What is being asked ▸ In the records that follow, find the line with "pixel 566 38."; from there, retype every line exactly through the line with "pixel 154 240.", which also belongs to the answer.

Data listing ▸
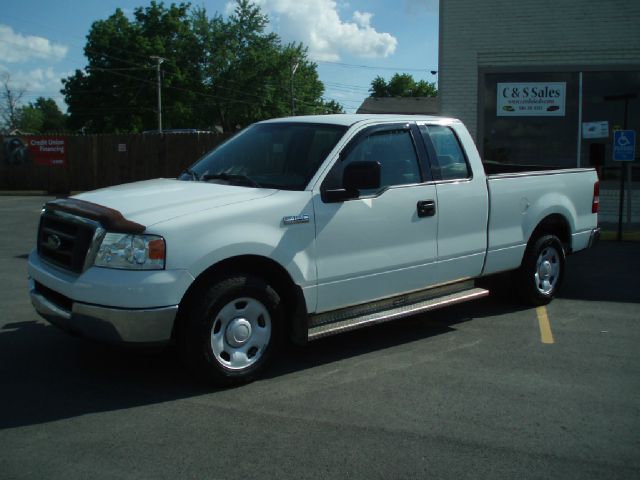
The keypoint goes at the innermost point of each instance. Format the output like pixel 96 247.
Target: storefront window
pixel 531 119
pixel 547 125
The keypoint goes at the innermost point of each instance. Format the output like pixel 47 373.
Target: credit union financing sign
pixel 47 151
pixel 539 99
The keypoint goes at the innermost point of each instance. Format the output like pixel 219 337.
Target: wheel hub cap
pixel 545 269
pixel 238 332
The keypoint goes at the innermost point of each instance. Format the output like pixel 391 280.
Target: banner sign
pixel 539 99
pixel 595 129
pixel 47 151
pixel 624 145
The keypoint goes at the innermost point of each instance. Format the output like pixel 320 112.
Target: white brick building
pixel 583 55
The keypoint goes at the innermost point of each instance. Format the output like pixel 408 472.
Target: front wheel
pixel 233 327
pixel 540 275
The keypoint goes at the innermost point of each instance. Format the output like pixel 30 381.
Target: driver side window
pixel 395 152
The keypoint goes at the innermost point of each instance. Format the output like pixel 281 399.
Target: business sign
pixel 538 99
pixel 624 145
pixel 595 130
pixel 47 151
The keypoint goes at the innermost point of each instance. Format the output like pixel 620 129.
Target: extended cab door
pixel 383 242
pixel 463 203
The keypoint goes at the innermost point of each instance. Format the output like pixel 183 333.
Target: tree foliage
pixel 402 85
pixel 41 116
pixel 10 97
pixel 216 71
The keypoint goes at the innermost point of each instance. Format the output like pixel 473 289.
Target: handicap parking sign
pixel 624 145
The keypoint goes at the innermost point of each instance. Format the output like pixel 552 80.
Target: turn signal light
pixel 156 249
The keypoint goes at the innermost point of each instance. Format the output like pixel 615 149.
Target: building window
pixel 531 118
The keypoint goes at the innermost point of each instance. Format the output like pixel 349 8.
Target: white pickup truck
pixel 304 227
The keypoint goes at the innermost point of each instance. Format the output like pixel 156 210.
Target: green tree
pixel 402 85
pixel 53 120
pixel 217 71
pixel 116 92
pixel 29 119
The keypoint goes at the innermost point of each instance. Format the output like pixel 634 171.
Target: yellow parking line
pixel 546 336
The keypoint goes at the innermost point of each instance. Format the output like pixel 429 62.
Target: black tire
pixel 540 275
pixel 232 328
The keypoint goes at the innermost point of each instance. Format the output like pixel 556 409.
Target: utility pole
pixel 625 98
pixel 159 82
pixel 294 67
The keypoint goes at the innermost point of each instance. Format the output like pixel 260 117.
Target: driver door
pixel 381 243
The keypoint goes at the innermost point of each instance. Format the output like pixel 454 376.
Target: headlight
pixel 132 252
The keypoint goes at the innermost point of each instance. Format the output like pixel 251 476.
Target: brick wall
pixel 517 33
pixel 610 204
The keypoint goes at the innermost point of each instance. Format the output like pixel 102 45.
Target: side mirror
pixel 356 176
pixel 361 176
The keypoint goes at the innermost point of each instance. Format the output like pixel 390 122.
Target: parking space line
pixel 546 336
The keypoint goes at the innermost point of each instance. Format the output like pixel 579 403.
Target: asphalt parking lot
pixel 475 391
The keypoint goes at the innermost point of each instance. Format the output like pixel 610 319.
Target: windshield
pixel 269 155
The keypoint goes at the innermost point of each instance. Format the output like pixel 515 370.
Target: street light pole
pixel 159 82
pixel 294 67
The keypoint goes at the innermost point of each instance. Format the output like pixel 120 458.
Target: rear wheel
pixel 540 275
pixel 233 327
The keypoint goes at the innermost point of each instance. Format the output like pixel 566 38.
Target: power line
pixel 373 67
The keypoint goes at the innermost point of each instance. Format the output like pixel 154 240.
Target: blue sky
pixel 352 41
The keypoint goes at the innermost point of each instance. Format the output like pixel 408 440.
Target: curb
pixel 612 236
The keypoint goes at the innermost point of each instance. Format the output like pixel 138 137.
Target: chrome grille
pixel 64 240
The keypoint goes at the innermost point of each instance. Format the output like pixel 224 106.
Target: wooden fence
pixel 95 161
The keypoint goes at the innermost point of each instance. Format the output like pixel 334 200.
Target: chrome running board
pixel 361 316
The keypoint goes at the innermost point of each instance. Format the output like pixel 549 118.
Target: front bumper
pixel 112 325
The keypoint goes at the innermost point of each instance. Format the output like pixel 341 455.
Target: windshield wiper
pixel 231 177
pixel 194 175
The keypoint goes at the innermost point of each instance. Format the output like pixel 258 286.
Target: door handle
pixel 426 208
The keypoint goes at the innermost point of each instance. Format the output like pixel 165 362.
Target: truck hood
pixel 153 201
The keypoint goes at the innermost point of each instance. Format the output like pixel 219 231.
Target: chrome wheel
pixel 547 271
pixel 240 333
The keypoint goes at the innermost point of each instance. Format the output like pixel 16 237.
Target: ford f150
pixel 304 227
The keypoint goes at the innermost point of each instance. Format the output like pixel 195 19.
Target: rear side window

Answer for this exercise ▸
The keypoint goes at the innermost point of each instance. Format the output like pixel 566 38.
Target: power line
pixel 373 67
The keypoint goes at the innermost point of each instance. Format the output like pixel 154 240.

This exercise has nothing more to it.